Your task is to copy every entry exactly.

*** Opening Records for this task ***

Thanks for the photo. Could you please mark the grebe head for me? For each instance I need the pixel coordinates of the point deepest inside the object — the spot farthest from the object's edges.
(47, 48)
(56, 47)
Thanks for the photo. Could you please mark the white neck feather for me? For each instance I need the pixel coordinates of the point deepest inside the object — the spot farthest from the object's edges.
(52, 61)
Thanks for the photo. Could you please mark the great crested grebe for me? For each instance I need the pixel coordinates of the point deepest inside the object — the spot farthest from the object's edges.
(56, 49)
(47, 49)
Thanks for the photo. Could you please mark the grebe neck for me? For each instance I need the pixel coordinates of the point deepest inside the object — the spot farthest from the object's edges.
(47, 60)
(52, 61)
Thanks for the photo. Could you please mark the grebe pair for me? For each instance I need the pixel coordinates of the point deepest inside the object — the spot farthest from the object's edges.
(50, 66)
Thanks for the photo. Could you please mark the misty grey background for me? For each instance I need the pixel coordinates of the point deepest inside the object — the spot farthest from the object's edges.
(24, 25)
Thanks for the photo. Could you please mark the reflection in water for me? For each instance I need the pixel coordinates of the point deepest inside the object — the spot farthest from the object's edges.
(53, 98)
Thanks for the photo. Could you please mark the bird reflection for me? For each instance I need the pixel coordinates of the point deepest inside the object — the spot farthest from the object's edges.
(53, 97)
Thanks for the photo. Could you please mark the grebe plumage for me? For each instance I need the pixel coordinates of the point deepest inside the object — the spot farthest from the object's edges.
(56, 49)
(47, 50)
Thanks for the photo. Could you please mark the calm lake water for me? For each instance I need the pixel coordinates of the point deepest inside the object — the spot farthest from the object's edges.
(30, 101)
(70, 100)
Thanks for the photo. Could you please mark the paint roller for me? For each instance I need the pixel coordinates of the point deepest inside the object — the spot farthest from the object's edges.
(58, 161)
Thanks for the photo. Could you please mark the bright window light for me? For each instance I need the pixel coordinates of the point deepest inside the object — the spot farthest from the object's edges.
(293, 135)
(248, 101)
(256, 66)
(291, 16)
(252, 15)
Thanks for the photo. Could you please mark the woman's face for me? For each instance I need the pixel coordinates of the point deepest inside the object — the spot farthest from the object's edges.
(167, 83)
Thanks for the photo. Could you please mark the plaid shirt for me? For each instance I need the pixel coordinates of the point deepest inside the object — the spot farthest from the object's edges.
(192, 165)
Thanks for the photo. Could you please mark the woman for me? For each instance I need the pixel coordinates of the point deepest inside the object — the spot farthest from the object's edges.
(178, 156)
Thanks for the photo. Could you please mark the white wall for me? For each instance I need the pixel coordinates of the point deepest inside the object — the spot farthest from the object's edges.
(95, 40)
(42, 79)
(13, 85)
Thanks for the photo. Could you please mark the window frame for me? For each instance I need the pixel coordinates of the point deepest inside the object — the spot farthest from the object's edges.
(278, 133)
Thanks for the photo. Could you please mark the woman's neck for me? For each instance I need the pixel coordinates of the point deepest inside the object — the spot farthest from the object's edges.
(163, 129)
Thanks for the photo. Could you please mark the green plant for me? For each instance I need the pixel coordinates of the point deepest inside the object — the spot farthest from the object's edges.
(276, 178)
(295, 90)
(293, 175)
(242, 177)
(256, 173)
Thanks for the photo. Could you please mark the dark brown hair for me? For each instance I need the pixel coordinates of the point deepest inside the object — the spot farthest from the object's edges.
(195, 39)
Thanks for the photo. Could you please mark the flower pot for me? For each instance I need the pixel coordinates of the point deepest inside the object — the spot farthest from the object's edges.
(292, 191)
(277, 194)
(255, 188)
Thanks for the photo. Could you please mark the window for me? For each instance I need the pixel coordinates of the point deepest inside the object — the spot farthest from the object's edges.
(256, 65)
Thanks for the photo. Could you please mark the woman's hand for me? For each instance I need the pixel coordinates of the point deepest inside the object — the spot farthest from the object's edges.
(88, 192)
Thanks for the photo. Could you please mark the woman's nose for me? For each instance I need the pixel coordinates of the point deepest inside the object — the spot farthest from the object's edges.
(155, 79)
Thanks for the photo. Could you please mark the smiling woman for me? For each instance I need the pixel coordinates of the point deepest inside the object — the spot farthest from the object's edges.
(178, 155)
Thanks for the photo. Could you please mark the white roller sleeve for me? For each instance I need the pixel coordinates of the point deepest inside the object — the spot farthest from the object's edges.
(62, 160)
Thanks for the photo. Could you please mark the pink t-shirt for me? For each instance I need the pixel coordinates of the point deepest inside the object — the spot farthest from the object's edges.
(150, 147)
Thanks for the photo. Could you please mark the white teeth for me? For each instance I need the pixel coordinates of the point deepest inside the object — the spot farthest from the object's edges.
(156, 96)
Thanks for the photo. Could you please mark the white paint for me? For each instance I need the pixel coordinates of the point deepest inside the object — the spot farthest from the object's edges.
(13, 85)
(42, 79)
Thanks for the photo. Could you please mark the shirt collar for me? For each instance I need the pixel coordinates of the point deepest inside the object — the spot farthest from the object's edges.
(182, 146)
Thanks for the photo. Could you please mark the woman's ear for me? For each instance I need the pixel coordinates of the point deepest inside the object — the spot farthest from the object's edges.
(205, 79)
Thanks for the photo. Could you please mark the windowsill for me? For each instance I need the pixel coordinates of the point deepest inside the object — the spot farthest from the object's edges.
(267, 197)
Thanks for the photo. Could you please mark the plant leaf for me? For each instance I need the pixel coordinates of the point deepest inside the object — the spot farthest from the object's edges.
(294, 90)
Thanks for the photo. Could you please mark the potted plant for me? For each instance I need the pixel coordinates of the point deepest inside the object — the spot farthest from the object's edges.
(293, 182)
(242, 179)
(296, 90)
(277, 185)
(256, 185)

*** Closing Records for this task ***

--- Solution to this problem ---
Thanks for the photo. Could you please mark the grebe head for me? For each instance I need the pixel coordinates of the point deepest inside the object — the spot farthest from the object's edges.
(47, 48)
(56, 47)
Thanks for the photo. Could you please mark the white neck feather for me? For each instance I need the pixel coordinates of the point deepest inside the object — the spot farthest from the object's edges.
(52, 61)
Thanks for the photo. Could you please mark the great crested grebe for me? For each instance I need the pixel coordinates of the point deepest inside the object — the spot farthest from the object's edges.
(56, 49)
(47, 49)
Thanks for the photo. Could you please mark the grebe neck for me? For each instance I need the pixel coordinates of the point deepest inside the object — the spot farthest from the object's edges.
(47, 60)
(52, 61)
Thanks for the photo. Could you please mark the grebe pair for me? For each instance I need the pixel coordinates of the point deepest inside the object — the spot farthest from the object's edges.
(50, 66)
Thanks for the photo. Could you please mark the misty grey background for me? For each instance I need the pixel coordinates of the point deepest inside the object — the spot farthest from the object's edges.
(24, 25)
Thanks for the photo. Could you please mark the reflection in water for me? For each instance I need the pixel coordinates of the point deepest inside the object — the spot farthest from the object's edges.
(53, 98)
Thanks for the photo. Could you please mark the bird reflection for me? For each instance I need the pixel coordinates of the point deepest inside the object — the spot farthest from the object's edges.
(53, 97)
Thanks for the photo. Could you please mark the grebe plumage for me? For each instance I need the pixel coordinates of the point deepest inside the object — the spot farthest from the object's edges.
(56, 49)
(47, 50)
Thanks for the photo. Could you please mark the calm lake water for me? For each instance I need the pixel coordinates of the point deepest inside the object — the spot farthest from the object's edges.
(30, 101)
(70, 100)
Thanks for the photo. Could you please mark the paint roller for me? For each instance I need the pixel coordinates of the point deepest inside the object — the spot farthest from the object's edges.
(58, 161)
Thanks for the photo. Could you please mark the bright window light for me? For each instance I need the pixel coordinates of the point deepest inside the object — the spot farthest from the object's edges.
(293, 135)
(248, 101)
(256, 66)
(291, 16)
(252, 15)
Thanks for the photo. Could you please mark the woman's face for me? For each instance I need the pixel coordinates of the point deepest inside the object — the spot farthest from the object's edges.
(167, 83)
Thanks for the photo. Could you please mark the plaid shirt for me? For each instance I need the pixel coordinates of the point deepest inside the object — the spot farthest from the object's edges.
(192, 165)
Thanks for the photo. Could you please mark the woman for me? For each instance I need the pixel coordinates of the point deepest inside the object — the spot farthest from the object's edges.
(178, 156)
Thanks for the photo. Could you please mark the white wall for me? For each instance I need the pixel coordinates of the point deepest inside the object — the spot farthest from the object's edges.
(95, 40)
(42, 79)
(13, 85)
Thanks for the photo. Could you please mark the window frame for me? For each instance I need the pixel coordinates of the point deepest inside the object — the spot farthest from the object's edges.
(278, 133)
Thanks for the photo. Could you please mark the woman's neck for me? For each instance I need the pixel coordinates of the point deepest inside the object — the spot farthest from the object's edges.
(163, 129)
Thanks for the photo. Could you please mark the green plant for me? For each instance I need the pixel coordinates of the point deepest inside the object — the spot farthest from the object's edges.
(276, 178)
(295, 90)
(293, 175)
(242, 177)
(256, 173)
Thanks for the photo. Could you please mark the dark brown hair for me? For each instance I need the pixel coordinates of the point deepest inside the object — the spot farthest from the object's edges.
(195, 39)
Thanks for the photo. Could you please mark the flower pot for me? For each instance I need the pixel coordinates of the point deepest inside the object — the spot farthest from the object's edges.
(292, 191)
(277, 194)
(255, 188)
Thanks for the photo. Could you please mark the window for me? For each instance I need the pixel coordinates of the point deepest inside the object — the spot farthest from the object's edges.
(256, 65)
Thanks for the photo. Could you please mark the woman's hand for me? For each instance I need the pixel coordinates of the point deepest inside the object — the spot farthest from the object's edges.
(88, 192)
Thanks for the photo. Could you please mark the woman's nose for me? For each instance I need the pixel coordinates of the point deepest inside the object — the spot farthest from the object's edges.
(155, 79)
Thanks for the photo. Could you please mark the smiling woman for me? For each instance I need the pixel coordinates of the point deepest inside the object — the spot farthest from the object's edges.
(178, 155)
Thanks for the photo. Could you please mark the white roller sleeve for me? For each instance I need the pixel coordinates of the point deepest inside the object — the spot farthest from the object's edges.
(62, 160)
Thanks for the photo. Could you please mark the pink t-shirt for me? For each instance I need the pixel coordinates of the point deepest inside the object — the spot farthest from the object's edges.
(150, 147)
Thanks for the photo. Could you please mark the white teeth for me? For each instance I need the pixel coordinates of the point deepest inside the object — the spot farthest from the object's edges.
(156, 96)
Thanks for the photo. Could you please mark the white paint for me? For each instance I need the pixel coordinates of the point deepest inside the object — the spot farthest from the object's edges.
(13, 85)
(42, 79)
Thanks for the photo. Could you please mark the shirt collar for me? For each instance I need the pixel coordinates of the point deepest inside the object — the spot farthest from the object's edges.
(182, 146)
Thanks for the photo. Could you please mark the woman's ear for me? For each instance I need the pixel coordinates of the point deepest inside the object — the spot farthest from the object's edges.
(205, 79)
Thanks for the photo. Could you please mark the windowsill for me? For each instance I need the pixel coordinates of the point deepest inside the object — the spot farthest from the object's edges.
(267, 197)
Thanks for the photo. Could you please mark the plant leaf for me? For each instance I need the pixel coordinates of the point deepest inside the object — the spot farthest from the object's edges.
(294, 90)
Thanks for the photo. Could you please mark the potted plant for me? For each instance I need the pixel coordinates of the point deepest inside the object — the spot farthest from the object's edges.
(293, 182)
(242, 179)
(296, 90)
(277, 185)
(256, 185)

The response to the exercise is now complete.